Entries from a dataset:
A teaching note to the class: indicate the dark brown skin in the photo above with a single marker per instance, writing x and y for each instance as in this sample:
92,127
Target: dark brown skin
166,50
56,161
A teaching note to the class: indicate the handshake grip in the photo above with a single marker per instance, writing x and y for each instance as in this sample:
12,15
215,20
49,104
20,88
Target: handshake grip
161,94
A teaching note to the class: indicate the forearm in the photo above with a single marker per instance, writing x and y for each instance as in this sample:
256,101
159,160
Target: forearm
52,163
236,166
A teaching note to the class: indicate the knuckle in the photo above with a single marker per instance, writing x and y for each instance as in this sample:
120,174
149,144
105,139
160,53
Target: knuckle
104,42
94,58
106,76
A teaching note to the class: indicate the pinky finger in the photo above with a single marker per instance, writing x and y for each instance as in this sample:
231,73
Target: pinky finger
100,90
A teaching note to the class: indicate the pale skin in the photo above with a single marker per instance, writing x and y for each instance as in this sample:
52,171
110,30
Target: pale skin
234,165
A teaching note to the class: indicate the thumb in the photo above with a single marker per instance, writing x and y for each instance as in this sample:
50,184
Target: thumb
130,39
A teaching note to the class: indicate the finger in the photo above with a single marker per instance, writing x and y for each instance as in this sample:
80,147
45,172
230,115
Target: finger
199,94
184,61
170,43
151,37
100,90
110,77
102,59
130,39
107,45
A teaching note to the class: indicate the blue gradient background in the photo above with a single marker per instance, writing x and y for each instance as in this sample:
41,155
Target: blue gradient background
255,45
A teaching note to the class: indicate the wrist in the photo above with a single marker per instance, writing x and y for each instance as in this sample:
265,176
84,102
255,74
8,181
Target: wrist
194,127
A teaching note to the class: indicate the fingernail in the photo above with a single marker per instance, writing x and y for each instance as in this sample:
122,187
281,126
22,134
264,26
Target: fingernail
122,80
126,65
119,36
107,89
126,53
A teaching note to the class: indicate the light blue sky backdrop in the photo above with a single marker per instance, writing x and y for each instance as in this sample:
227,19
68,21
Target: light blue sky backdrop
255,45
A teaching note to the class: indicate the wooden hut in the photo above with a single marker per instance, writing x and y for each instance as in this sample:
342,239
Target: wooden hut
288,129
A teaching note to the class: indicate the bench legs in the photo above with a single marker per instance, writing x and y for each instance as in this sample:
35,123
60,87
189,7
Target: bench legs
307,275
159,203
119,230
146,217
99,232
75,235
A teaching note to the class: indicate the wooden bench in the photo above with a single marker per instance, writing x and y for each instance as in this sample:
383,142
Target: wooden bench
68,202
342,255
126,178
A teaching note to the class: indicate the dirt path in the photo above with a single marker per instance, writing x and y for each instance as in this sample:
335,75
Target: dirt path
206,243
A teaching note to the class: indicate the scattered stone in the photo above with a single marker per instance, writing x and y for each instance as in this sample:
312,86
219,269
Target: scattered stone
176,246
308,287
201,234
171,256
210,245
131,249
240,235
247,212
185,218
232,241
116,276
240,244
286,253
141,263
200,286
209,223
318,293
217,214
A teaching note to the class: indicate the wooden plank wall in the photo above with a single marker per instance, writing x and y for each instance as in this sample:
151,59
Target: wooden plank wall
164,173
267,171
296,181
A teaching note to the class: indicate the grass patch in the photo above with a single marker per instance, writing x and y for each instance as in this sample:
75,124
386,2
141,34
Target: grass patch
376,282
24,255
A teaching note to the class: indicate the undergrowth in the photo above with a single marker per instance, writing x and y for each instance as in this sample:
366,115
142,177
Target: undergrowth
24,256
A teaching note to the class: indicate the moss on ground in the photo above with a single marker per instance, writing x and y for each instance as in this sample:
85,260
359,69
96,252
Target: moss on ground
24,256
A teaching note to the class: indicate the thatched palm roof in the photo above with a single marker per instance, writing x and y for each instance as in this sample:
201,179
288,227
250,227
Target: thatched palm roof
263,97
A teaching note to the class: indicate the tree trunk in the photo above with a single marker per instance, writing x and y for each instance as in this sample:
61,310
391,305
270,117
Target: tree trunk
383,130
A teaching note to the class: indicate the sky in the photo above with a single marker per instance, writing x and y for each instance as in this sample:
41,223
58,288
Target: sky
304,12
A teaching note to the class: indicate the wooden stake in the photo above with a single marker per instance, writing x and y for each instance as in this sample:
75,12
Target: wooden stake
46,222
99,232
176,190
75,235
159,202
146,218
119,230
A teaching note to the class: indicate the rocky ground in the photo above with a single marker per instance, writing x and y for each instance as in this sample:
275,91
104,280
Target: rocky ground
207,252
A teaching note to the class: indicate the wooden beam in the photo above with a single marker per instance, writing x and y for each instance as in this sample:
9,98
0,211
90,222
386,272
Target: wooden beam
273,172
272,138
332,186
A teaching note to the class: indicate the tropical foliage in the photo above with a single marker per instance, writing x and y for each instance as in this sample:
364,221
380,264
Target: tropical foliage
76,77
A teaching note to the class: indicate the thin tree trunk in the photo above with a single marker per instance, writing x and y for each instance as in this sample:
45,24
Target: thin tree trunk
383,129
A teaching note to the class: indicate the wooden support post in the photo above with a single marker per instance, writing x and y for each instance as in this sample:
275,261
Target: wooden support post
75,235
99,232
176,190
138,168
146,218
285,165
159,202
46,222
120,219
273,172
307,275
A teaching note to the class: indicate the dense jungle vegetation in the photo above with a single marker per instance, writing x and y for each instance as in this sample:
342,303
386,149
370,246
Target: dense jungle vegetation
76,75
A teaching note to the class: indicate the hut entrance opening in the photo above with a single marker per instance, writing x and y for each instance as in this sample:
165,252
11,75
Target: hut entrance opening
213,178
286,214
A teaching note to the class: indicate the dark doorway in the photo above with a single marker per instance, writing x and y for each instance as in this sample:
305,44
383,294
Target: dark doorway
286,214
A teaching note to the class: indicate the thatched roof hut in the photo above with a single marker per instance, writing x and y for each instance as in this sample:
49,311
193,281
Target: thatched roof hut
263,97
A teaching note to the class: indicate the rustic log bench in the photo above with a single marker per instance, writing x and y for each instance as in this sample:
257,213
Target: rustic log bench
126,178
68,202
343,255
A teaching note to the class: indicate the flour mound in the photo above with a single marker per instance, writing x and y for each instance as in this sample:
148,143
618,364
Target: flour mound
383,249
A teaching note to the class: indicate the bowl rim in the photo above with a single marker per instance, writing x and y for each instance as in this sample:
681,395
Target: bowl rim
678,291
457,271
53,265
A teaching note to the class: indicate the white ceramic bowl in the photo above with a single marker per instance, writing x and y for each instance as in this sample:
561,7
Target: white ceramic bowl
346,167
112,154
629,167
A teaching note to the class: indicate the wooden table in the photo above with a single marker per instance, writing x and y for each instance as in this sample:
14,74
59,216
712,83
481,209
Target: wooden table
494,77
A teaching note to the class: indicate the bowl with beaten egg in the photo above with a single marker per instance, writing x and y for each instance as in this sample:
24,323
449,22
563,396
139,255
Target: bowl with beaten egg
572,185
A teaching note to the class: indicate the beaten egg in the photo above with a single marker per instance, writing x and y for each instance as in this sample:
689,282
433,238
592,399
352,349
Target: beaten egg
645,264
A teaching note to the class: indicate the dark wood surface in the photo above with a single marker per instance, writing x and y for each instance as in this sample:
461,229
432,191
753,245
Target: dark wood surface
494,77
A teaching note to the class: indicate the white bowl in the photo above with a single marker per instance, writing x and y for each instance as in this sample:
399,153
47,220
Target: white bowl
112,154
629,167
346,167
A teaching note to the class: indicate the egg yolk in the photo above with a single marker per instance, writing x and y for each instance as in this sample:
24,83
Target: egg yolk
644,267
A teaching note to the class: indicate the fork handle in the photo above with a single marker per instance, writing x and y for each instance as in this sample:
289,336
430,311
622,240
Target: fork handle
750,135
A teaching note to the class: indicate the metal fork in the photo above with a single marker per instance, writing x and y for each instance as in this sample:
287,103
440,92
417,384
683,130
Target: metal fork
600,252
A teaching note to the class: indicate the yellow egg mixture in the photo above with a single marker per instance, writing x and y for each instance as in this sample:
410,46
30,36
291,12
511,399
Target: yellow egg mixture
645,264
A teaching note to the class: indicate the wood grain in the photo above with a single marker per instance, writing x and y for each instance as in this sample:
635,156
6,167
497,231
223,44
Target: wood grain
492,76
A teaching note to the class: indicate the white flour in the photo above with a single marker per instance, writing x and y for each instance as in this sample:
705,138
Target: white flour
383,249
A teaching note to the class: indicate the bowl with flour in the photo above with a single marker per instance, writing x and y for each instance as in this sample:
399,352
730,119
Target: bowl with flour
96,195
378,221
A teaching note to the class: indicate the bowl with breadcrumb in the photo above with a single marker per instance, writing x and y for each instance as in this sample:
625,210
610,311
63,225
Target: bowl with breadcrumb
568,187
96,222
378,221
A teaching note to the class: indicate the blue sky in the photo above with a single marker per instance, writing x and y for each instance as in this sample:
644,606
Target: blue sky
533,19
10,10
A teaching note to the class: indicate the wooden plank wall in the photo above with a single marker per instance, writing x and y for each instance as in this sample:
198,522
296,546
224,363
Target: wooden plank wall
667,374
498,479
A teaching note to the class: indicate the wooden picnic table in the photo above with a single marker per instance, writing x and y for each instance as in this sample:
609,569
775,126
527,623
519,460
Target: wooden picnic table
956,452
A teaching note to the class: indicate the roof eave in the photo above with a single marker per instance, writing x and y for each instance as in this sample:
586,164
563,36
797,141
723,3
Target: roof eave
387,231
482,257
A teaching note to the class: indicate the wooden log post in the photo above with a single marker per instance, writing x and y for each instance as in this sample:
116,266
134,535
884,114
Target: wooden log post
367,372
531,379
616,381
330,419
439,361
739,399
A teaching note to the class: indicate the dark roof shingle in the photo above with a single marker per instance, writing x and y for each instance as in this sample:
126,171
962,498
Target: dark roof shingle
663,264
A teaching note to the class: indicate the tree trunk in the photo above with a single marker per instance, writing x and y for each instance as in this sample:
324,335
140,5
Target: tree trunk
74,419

■ **Objective**:
Return precisely the lines of the records, starting with the line that holds "A teaching note to the class: indicate the wooden picnic" and ending with the last one.

■ **Output below**:
A teaching note to the class: indicate the wooden picnic table in the photo above with a single marker per instance, writing x and y for each instance as in this sample:
609,569
775,126
527,623
519,460
Target: wooden picnic table
956,452
A teaching note to the class: indicate the roof eave in the photo above with a single marker per instance, writing x and y for each instance as in this sample:
586,164
563,36
797,141
723,3
Target: roof eave
387,231
482,257
A teaching note to the class: indicate the wooden log post in the photo above with a single marker per instance, writing x and y for each instance as in this sample:
116,266
134,535
884,114
Target: wooden log post
367,372
531,379
616,381
330,419
439,361
739,399
A teaching note to the class: indicate the dark roof shingle in the photo above with a single marker per instance, writing x and y for each instance as in this sample:
126,171
962,498
Target: dark roof shingle
663,264
A teaching note to the class: indicate the tree trunk in the photo above with a single marker per instance, writing x and y for each instance as in this sample:
324,335
140,5
Target: tree trunk
74,419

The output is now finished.